Referring expression pointing data:

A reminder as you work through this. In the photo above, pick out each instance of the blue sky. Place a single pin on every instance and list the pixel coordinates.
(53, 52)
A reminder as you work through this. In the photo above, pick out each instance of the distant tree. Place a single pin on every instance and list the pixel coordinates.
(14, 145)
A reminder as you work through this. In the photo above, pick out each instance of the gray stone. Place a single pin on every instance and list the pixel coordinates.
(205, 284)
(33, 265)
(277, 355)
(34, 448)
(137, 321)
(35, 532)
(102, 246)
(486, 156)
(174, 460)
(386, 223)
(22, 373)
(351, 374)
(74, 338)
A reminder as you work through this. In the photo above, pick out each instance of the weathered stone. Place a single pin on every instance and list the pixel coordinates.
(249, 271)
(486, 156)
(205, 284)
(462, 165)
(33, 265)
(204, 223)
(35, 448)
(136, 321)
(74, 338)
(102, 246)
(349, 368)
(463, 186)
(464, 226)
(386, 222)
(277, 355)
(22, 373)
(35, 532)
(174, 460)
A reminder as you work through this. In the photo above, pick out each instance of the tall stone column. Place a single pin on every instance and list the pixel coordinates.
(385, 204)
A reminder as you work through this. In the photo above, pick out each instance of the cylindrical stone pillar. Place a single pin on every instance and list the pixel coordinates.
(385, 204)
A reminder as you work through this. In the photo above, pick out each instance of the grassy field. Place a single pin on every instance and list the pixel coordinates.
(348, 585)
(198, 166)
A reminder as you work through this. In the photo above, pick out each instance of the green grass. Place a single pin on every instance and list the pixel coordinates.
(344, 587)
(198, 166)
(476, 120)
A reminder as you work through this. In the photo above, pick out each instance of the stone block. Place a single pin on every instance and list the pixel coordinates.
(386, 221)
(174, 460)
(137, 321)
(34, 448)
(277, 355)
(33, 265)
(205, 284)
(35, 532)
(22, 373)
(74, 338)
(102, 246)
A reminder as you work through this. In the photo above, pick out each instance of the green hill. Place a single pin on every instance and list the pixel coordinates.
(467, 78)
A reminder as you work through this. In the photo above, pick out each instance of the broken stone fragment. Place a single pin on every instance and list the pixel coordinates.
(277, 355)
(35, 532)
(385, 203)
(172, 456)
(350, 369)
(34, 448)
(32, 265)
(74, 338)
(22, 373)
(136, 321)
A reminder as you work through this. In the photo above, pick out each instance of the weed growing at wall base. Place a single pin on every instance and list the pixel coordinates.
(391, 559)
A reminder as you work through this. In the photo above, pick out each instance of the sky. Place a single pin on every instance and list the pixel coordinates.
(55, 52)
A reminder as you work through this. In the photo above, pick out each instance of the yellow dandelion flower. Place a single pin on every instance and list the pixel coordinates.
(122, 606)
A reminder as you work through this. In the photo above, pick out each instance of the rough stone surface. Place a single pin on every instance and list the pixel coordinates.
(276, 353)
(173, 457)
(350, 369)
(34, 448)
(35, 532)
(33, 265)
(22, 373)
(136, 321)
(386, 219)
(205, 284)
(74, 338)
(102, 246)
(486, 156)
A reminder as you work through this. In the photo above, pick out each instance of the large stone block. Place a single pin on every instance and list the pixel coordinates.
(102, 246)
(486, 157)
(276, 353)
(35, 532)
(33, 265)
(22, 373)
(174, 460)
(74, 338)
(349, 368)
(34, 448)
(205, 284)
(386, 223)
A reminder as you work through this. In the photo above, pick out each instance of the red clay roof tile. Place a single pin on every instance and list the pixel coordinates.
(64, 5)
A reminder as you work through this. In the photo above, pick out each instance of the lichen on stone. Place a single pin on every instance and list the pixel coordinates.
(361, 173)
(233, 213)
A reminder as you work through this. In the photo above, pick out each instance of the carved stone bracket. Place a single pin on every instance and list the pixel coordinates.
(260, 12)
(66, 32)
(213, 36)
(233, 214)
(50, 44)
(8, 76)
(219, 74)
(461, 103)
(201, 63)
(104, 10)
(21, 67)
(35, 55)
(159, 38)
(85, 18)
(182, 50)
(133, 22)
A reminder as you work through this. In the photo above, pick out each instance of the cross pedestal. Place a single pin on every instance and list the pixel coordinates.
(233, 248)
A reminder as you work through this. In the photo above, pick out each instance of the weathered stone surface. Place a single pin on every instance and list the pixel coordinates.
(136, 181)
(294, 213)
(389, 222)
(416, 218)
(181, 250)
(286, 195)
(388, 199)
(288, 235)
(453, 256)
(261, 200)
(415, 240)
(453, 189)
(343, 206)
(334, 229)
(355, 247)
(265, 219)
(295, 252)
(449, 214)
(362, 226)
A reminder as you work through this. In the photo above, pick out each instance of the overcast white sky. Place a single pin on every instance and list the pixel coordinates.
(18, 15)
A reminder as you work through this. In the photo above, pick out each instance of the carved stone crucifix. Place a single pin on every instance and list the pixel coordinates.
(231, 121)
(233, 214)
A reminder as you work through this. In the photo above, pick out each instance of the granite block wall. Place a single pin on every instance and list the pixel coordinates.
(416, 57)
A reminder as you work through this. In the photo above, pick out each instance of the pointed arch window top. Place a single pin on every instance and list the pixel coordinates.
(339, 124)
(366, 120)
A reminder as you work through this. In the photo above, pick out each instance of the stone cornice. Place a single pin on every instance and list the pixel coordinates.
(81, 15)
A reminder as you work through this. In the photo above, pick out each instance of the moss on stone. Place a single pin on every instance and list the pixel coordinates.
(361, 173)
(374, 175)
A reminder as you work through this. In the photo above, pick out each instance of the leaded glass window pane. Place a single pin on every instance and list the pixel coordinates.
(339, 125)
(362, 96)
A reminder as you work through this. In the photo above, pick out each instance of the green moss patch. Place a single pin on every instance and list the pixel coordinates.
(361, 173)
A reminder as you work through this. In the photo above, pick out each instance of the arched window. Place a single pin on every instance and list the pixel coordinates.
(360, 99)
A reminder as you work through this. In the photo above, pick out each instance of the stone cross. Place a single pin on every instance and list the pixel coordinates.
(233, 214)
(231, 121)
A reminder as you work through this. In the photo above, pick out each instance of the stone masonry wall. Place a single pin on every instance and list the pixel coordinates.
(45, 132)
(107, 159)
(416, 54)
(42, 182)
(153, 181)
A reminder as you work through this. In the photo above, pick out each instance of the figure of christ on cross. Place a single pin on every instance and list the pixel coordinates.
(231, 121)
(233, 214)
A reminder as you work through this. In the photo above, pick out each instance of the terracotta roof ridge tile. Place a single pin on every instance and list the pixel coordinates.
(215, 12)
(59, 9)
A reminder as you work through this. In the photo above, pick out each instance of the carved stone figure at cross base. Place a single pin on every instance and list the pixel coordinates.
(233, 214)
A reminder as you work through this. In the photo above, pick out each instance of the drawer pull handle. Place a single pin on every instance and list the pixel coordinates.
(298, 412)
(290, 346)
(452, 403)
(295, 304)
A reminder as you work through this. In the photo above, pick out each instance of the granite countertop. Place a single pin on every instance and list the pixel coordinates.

Your task
Copy each line of the data exactly, leaving nothing out.

Answer to the exercise
A reminder as you work through this. In the photo above, pick out each instance of the blue sky. Place a single pin on every instance and list the pixel coordinates.
(53, 52)
A reminder as you work through this. In the photo above, pick out each instance of the distant tree. Place a single pin on every instance and list the pixel coordinates.
(14, 145)
A reminder as you work through this. In the photo above, pick out each instance of the gray stone. Place a single pin on every instance and list the pixel coordinates.
(205, 284)
(33, 265)
(277, 355)
(34, 448)
(137, 321)
(35, 532)
(102, 246)
(486, 156)
(174, 460)
(386, 223)
(22, 373)
(351, 374)
(74, 338)
A reminder as you work through this. In the photo above, pick out each instance of the weathered stone. Place a single pin on every instance and list the pixel coordinates.
(249, 271)
(486, 156)
(205, 284)
(462, 165)
(33, 265)
(204, 223)
(35, 448)
(136, 321)
(74, 338)
(102, 246)
(349, 368)
(463, 186)
(464, 226)
(386, 222)
(277, 355)
(22, 373)
(35, 532)
(174, 460)
A reminder as you work through this. In the photo above, pick out each instance of the tall stone column. Place a single pin on every instance and list the pixel coordinates.
(385, 204)
A reminder as you work through this. In the photo above, pick out each instance of the cylindrical stone pillar. Place a single pin on every instance and list the pixel coordinates.
(385, 204)
A reminder as you work through this. In the photo above, pick out each instance of the grassy field. Place a single pin on every instance and list the pixel coordinates.
(348, 585)
(198, 166)
A reminder as you work through this. In the photo above, pick out each instance of the green grass. Place a single pin on every instance and list the pixel coordinates.
(344, 587)
(198, 166)
(476, 120)
A reminder as you work through this. In the photo above, pick out each instance of the stone block. Place a single pin on every instance and list the pixel coordinates.
(386, 221)
(174, 460)
(137, 321)
(34, 448)
(277, 355)
(33, 265)
(205, 284)
(35, 532)
(22, 373)
(74, 338)
(102, 246)
A reminder as you work through this. In the photo above, pick out each instance of the green hill. Place a single pin on every instance and list the pixel coordinates.
(467, 78)
A reminder as you work through this. In the photo above, pick out each instance of the broken stone fragment. Place a single pin on every instance and list the pixel coordinates.
(277, 355)
(35, 532)
(385, 203)
(172, 456)
(350, 369)
(34, 448)
(32, 265)
(74, 338)
(22, 373)
(136, 321)
A reminder as you work through this. In the photo above, pick out each instance of the weed growing at wall base. Place a single pin on every instance and list the pixel coordinates.
(391, 559)
A reminder as you work through this. In the photo above, pick out each instance of the sky. Place a single pin on every instance and list the pixel coordinates.
(55, 52)
A reminder as you work through this. In the photo above, pick out each instance of the yellow dandelion flower. Place a single pin on every instance and list the pixel coordinates.
(122, 606)
A reminder as you work through this. In the photo above, pick out each instance of the rough stone surface. Place a single pin on every instance and list the pixel coordinates.
(276, 353)
(173, 457)
(350, 369)
(34, 448)
(35, 532)
(33, 265)
(22, 373)
(136, 321)
(386, 219)
(205, 284)
(74, 338)
(102, 246)
(486, 156)
A reminder as you work through this. In the photo above, pick out each instance of the large stone block. Place a single pin on every instance and list the pixel coordinates.
(102, 246)
(486, 157)
(276, 353)
(35, 532)
(33, 265)
(22, 373)
(174, 460)
(74, 338)
(349, 368)
(34, 448)
(205, 284)
(386, 223)
A reminder as you work through this. In the photo above, pick out each instance of the red clay roof tile. Place a single pin on every instance and list the pixel coordinates.
(64, 5)
A reminder as you work through this. In the photo above, pick out each instance of the lichen on stone. Place a single pin on every instance and list the pixel coordinates.
(361, 173)
(233, 213)
A reminder as you work through this. In the photo above, pick out each instance of the carved stone bracket. Place a single pin on every instance and list the pixel coordinates.
(260, 12)
(66, 32)
(213, 36)
(233, 214)
(50, 44)
(8, 76)
(219, 74)
(461, 103)
(201, 63)
(104, 10)
(21, 67)
(35, 55)
(159, 38)
(85, 18)
(182, 50)
(133, 22)
A reminder as you work through this. In the photo above, pick out each instance of the cross pedestal. Place a single pin on every instance and list the pixel coordinates.
(233, 248)
A reminder as you work through this. In the photo above, pick out each instance of the weathered stone surface. Place a single pin on every instance and list the pixel coordinates.
(136, 181)
(294, 213)
(389, 222)
(416, 218)
(181, 250)
(286, 195)
(388, 199)
(288, 235)
(453, 256)
(261, 200)
(415, 240)
(453, 189)
(343, 206)
(334, 229)
(355, 247)
(265, 219)
(295, 252)
(449, 214)
(362, 226)
A reminder as you work through this. In the photo above, pick out each instance of the overcast white sky. Place a single pin on every instance and list the pixel coordinates.
(18, 15)
A reminder as you work through this. In the photo above, pick out each instance of the carved stone crucifix. Place a single pin on every instance and list the pixel coordinates.
(231, 121)
(233, 214)
A reminder as you work through this. In the photo above, pick out each instance of the granite block wall. Place a single pin on every instance and list the pixel coordinates.
(416, 57)
A reminder as you work through this. In the photo above, pick out each instance of the pointed arch window top. Place a single pin on every instance and list the pixel coordinates.
(339, 124)
(366, 120)
A reminder as you work through this. In the photo above, pick out each instance of the stone cornice. Place a single pin on every instance and list the pixel coordinates.
(81, 15)
A reminder as you work through this. In the photo above, pick out each instance of the moss on stone. Place a single pin on every instance and list the pixel coordinates.
(361, 173)
(374, 175)
A reminder as you work through this. In the photo above, pick out each instance of the leaded glass window pane. Place a single pin on every instance and list the pixel coordinates.
(339, 125)
(362, 96)
A reminder as you work through this. In the photo above, pick out each instance of the green moss patch. Place a single pin on every instance and list the pixel coordinates.
(361, 173)
A reminder as you work through this. In the photo above, pick out each instance of the arched window. Place a single pin on every instance and list the pixel coordinates.
(360, 99)
A reminder as you work through this. In the photo above, pick out each instance of the stone cross. Place a single pin on every instance and list the pixel coordinates.
(233, 214)
(231, 121)
A reminder as you work through this. In the photo above, pick out each instance of the stone masonry wall. Place a single pin on every instance and list the pixel coordinates.
(45, 132)
(107, 159)
(416, 54)
(42, 182)
(153, 181)
A reminder as you work through this. In the photo above, pick out each instance of the figure of christ on cross. Place a single pin on every instance and list the pixel coordinates.
(231, 121)
(233, 214)
A reminder as you work through this. In the photo above, pick out each instance of the terracotta roof ridge tile. Place a single pin on every instance and list the pixel coordinates.
(215, 12)
(59, 9)
A reminder as you work through this. In the photo above, pick out each instance of the carved stone figure at cross base. Place a single pin on every instance and list the pixel coordinates.
(233, 214)
A reminder as you work through this. In the photo above, pick out each instance of the drawer pull handle. Place a single pin on every instance and list the pixel coordinates.
(298, 412)
(290, 346)
(452, 403)
(295, 304)
A reminder as you work through this. In the photo above, pick out each instance of the granite countertop. Place a single pin on every instance and list the pixel coordinates.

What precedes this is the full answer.